■ Required action:
Among the lines of the records below, copy those that hold the word "instance".

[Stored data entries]
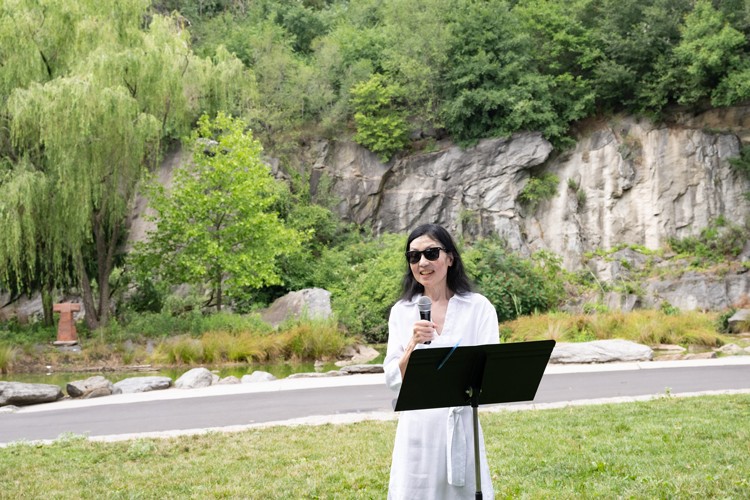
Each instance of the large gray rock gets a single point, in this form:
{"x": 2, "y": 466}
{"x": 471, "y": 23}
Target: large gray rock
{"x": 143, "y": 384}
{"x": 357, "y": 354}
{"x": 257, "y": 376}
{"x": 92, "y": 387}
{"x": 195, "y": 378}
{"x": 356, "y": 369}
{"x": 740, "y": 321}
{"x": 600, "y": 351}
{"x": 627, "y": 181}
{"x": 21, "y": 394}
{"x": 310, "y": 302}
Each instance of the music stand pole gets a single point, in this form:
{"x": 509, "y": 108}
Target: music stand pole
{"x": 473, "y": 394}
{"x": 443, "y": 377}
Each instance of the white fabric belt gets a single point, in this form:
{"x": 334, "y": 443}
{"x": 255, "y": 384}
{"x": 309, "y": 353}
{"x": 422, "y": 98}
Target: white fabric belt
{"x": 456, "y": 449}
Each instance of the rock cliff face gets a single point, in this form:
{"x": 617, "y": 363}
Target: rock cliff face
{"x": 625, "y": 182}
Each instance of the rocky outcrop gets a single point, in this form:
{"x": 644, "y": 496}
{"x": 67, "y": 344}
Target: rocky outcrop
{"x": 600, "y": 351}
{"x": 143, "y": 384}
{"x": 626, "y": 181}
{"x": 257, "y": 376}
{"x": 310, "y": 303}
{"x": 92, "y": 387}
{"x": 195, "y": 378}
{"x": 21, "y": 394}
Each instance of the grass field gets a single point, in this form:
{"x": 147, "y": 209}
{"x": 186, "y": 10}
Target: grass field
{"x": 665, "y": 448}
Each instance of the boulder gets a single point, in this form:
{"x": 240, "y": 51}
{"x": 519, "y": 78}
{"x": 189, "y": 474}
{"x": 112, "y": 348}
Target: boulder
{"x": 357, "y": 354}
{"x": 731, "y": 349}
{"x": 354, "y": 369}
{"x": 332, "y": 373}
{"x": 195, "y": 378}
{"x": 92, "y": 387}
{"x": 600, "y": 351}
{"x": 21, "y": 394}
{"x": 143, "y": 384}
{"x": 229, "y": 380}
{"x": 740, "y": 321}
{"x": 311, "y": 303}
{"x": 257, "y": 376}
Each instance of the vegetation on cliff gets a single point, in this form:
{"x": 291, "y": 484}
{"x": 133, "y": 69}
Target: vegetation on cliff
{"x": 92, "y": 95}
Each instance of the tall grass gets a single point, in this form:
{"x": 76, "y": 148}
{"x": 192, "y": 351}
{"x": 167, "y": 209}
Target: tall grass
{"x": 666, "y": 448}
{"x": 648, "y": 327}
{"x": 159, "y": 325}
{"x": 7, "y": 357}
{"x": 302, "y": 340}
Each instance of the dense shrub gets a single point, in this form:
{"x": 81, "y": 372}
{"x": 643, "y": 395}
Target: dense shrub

■ Solution for this task:
Each instance of the large gray rock gets a single point, in this form:
Each instance of the music stand pole gets a single point, in this form:
Each instance of the white fabric belt gets a single point, in this form:
Each instance of the rock cliff face gets a single point, in this form:
Each instance of the rocky outcrop gets a single point, in this form:
Each instance of the grass field gets a single point, in this form:
Each instance of the boulder gets a single point, in this form:
Each instance of the vegetation on cliff gets a single point, in this form:
Each instance of the tall grass gets a single point, in this form:
Each instance of the dense shrub gets a single point, in this form:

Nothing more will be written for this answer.